Retype each record shown below, leaving every character as it is.

--- The input ---

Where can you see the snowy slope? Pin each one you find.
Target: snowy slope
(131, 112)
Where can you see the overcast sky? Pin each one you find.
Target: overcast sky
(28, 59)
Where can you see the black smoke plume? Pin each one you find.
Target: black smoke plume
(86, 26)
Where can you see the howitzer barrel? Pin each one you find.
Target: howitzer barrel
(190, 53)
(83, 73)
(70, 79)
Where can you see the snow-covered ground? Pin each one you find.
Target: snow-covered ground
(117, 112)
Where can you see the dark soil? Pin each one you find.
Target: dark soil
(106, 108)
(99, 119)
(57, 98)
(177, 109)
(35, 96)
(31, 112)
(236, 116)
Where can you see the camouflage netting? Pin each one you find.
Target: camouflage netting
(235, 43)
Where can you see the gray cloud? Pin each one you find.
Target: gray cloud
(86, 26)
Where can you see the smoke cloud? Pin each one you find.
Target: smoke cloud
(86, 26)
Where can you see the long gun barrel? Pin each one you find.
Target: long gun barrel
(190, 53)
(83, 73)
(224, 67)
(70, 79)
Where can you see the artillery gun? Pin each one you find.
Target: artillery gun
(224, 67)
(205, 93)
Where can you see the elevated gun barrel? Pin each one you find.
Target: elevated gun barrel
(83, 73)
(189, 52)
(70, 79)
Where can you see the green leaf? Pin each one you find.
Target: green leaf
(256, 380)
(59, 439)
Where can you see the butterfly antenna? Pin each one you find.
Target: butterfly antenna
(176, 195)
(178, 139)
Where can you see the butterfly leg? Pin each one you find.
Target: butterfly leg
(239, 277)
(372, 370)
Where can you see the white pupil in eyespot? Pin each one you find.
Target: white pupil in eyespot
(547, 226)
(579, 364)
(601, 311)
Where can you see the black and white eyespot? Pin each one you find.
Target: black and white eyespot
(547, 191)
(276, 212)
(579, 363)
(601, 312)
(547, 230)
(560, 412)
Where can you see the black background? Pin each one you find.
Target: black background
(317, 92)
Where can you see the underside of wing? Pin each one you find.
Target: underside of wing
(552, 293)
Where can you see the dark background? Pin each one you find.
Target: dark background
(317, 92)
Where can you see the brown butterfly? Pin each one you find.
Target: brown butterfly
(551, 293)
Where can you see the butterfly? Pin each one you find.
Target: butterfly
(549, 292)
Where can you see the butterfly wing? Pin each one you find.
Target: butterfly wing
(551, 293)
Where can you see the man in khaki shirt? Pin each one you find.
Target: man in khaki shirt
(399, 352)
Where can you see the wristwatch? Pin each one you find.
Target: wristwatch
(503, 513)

---

» Written solution:
Where can you see the snowy slope? Pin each one you find.
Target: snowy slope
(131, 112)
Where can you see the overcast sky? Pin each one you find.
Target: overcast sky
(28, 59)
Where can you see the black smoke plume? Pin each one you find.
Target: black smoke plume
(86, 26)
Where can you see the howitzer barrel? Pin each one you find.
Target: howitzer barrel
(190, 53)
(83, 73)
(70, 79)
Where can you see the snow-covered ground? Pin each one you find.
Target: snow-covered ground
(117, 112)
Where can you see the dark soil? Pin each one you find.
Target: dark soil
(106, 108)
(99, 119)
(57, 98)
(177, 109)
(35, 96)
(31, 112)
(236, 116)
Where can you see the camouflage netting? Pin each one you find.
Target: camouflage netting
(235, 43)
Where can you see the gray cloud? Pin each one you find.
Target: gray cloud
(86, 26)
Where can you see the smoke cloud? Pin each one you find.
Target: smoke cloud
(86, 26)
Where can you see the long gun barrel? Pin each one you find.
Target: long gun barrel
(190, 53)
(83, 73)
(224, 67)
(70, 79)
Where can you see the artillery gun? Pin each one you find.
Target: artillery gun
(224, 67)
(205, 93)
Where can you see the elevated gun barrel? Pin each one you find.
Target: elevated gun barrel
(83, 73)
(189, 52)
(70, 79)
Where can you see the green leaf? Pin each one you find.
Target: green leaf
(256, 380)
(59, 439)
Where can you see the butterfly antenna? Pin each one you find.
Target: butterfly antenna
(176, 195)
(178, 139)
Where can you see the butterfly leg? Pin each one you find.
Target: butterfly leg
(239, 277)
(372, 370)
Where can you see the white pupil in eyespot? Pin each one you find.
Target: white pupil in eyespot
(547, 226)
(579, 364)
(601, 311)
Where can you see the black and white eyespot? Pin each one you find.
Target: black and white eyespot
(547, 191)
(276, 212)
(579, 363)
(601, 312)
(547, 230)
(560, 412)
Where can you see the black background? Pin each one you find.
Target: black background
(317, 92)
Where can you see the underside of wing? Pin each one you find.
Target: underside of wing
(552, 293)
Where can you see the dark background? Pin each one you find.
Target: dark background
(317, 92)
Where can you see the brown butterfly? Pin each one you find.
Target: brown butterfly
(551, 293)
Where can you see the butterfly? Pin each one you find.
Target: butterfly
(549, 292)
Where can you see the butterfly wing? Pin each one you find.
Target: butterfly wing
(551, 293)
Where can you see the man in khaki shirt? Pin each one you find.
Target: man in khaki shirt
(399, 352)
Where can you see the wristwatch? Pin each one you find.
Target: wristwatch
(503, 513)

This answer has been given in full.